TEKSTFRAGMENT:
________________

Indien de geadresseerde stelt dat hij een niet-aangetekend verzonden besluit niet heeft ontvangen, is het volgens vaste rechtspraak (uitspraak van 2 december 2011, ECLI:NL:CRVB:2011:BU7532) in beginsel aan het bestuursorgaan om aannemelijk te maken dat het besluit wel op het adres van de geadresseerde is ontvangen. Dit geldt eveneens voor een ander document dat rechtens van belang is. Zoals de Raad eerder heeft overwogen (uitspraak van 7 juni 2012, ECLI:NL:CRVB:2012:BW7796) kan het in een brievenbus deponeren van een besluit voor de toepassing van artikel 3:41 van de Awb worden vergeleken met een niet-aangetekende verzending per post. Daarom is het bij betwisting van die deponering aan het college om aannemelijk te maken dat de brief daadwerkelijk bij appellant is bezorgd (uitspraak 13 september 2016, ECLI:NL:CRVB:2016:3411).
4.3.
Appellant heeft aangevoerd dat hij de brief niet heeft ontvangen omdat die niet op de juiste wijze is bezorgd. Door de onduidelijke locatie van zijn brievenbus wordt ook reguliere post regelmatig in de verkeerde brievenbussen bezorgd. Dit wordt bevestigd door de verklaring van zijn buurman (T). De verklaring van de bijzonder controleur kan dan ook in twijfel worden getrokken, zodat daaraan minder waarde moet worden gehecht.

________________

KORTE OPDRACHT A:
Verzamel elke regel uit de lijst waarin de tekenreeks "post" voorkomt, waarbij hoofdletters en kleine letters verschil maken.
De lijst staat volledig los van het tekstfragment.

________________

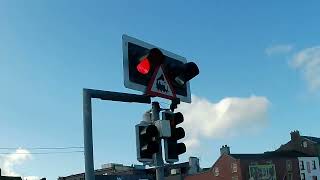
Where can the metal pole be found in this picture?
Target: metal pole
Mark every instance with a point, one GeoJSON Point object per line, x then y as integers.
{"type": "Point", "coordinates": [158, 160]}
{"type": "Point", "coordinates": [88, 144]}
{"type": "Point", "coordinates": [89, 94]}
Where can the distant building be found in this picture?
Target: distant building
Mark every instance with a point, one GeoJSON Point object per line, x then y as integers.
{"type": "Point", "coordinates": [305, 144]}
{"type": "Point", "coordinates": [269, 165]}
{"type": "Point", "coordinates": [309, 168]}
{"type": "Point", "coordinates": [114, 171]}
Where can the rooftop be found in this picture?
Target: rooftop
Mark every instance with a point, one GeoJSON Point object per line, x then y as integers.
{"type": "Point", "coordinates": [271, 154]}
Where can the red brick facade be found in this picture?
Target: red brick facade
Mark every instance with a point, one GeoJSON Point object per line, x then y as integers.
{"type": "Point", "coordinates": [301, 144]}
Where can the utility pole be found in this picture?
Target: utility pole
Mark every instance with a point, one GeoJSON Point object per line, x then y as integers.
{"type": "Point", "coordinates": [89, 94]}
{"type": "Point", "coordinates": [158, 160]}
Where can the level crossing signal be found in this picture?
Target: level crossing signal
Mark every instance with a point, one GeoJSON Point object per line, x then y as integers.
{"type": "Point", "coordinates": [172, 147]}
{"type": "Point", "coordinates": [142, 59]}
{"type": "Point", "coordinates": [148, 142]}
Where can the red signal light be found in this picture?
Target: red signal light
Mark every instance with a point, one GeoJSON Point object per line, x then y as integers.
{"type": "Point", "coordinates": [144, 66]}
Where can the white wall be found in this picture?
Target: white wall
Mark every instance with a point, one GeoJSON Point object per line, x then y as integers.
{"type": "Point", "coordinates": [309, 170]}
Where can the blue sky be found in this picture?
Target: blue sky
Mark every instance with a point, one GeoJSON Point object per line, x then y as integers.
{"type": "Point", "coordinates": [50, 50]}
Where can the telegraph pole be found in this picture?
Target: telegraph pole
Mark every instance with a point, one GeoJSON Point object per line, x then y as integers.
{"type": "Point", "coordinates": [158, 160]}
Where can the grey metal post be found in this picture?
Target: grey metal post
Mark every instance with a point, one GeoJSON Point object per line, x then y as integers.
{"type": "Point", "coordinates": [88, 144]}
{"type": "Point", "coordinates": [88, 94]}
{"type": "Point", "coordinates": [158, 160]}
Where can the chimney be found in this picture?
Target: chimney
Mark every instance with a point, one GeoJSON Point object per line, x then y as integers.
{"type": "Point", "coordinates": [194, 165]}
{"type": "Point", "coordinates": [295, 135]}
{"type": "Point", "coordinates": [224, 150]}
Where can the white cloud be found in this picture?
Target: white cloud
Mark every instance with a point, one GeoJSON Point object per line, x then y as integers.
{"type": "Point", "coordinates": [278, 49]}
{"type": "Point", "coordinates": [8, 162]}
{"type": "Point", "coordinates": [228, 117]}
{"type": "Point", "coordinates": [31, 178]}
{"type": "Point", "coordinates": [308, 62]}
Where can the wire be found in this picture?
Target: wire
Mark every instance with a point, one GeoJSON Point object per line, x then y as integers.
{"type": "Point", "coordinates": [41, 148]}
{"type": "Point", "coordinates": [64, 152]}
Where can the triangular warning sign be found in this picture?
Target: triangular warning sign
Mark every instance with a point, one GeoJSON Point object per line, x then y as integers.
{"type": "Point", "coordinates": [159, 85]}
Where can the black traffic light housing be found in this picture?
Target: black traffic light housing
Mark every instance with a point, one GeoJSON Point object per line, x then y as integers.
{"type": "Point", "coordinates": [141, 60]}
{"type": "Point", "coordinates": [148, 142]}
{"type": "Point", "coordinates": [171, 145]}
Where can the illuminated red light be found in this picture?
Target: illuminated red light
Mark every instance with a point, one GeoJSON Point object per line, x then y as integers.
{"type": "Point", "coordinates": [144, 66]}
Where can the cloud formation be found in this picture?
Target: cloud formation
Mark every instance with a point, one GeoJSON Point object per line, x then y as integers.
{"type": "Point", "coordinates": [308, 62]}
{"type": "Point", "coordinates": [278, 49]}
{"type": "Point", "coordinates": [228, 117]}
{"type": "Point", "coordinates": [8, 162]}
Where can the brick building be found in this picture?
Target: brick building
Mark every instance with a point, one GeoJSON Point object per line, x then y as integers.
{"type": "Point", "coordinates": [114, 171]}
{"type": "Point", "coordinates": [269, 165]}
{"type": "Point", "coordinates": [305, 144]}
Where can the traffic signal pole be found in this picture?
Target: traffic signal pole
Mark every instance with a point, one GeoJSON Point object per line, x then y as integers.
{"type": "Point", "coordinates": [88, 94]}
{"type": "Point", "coordinates": [158, 160]}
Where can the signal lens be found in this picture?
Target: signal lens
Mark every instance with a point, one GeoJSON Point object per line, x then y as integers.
{"type": "Point", "coordinates": [144, 66]}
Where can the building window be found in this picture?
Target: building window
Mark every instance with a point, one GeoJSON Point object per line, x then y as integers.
{"type": "Point", "coordinates": [305, 144]}
{"type": "Point", "coordinates": [302, 165]}
{"type": "Point", "coordinates": [216, 171]}
{"type": "Point", "coordinates": [234, 177]}
{"type": "Point", "coordinates": [234, 167]}
{"type": "Point", "coordinates": [314, 166]}
{"type": "Point", "coordinates": [289, 165]}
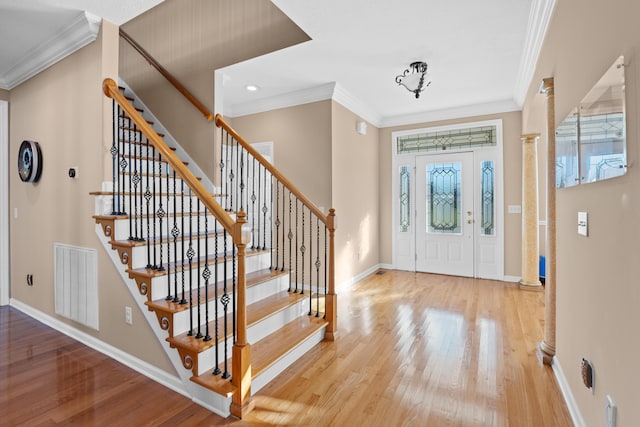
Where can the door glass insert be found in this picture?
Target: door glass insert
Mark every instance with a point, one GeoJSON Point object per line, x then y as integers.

________________

KORTE OPDRACHT B:
Welk artikel van de Awb noemt het tekstfragment?

VOLLEDIGE UITWERKING A:
Where can the grey metal post be found in this picture?
Target: grey metal post

VOLLEDIGE UITWERKING B:
Artikel 3:41 van de Awb.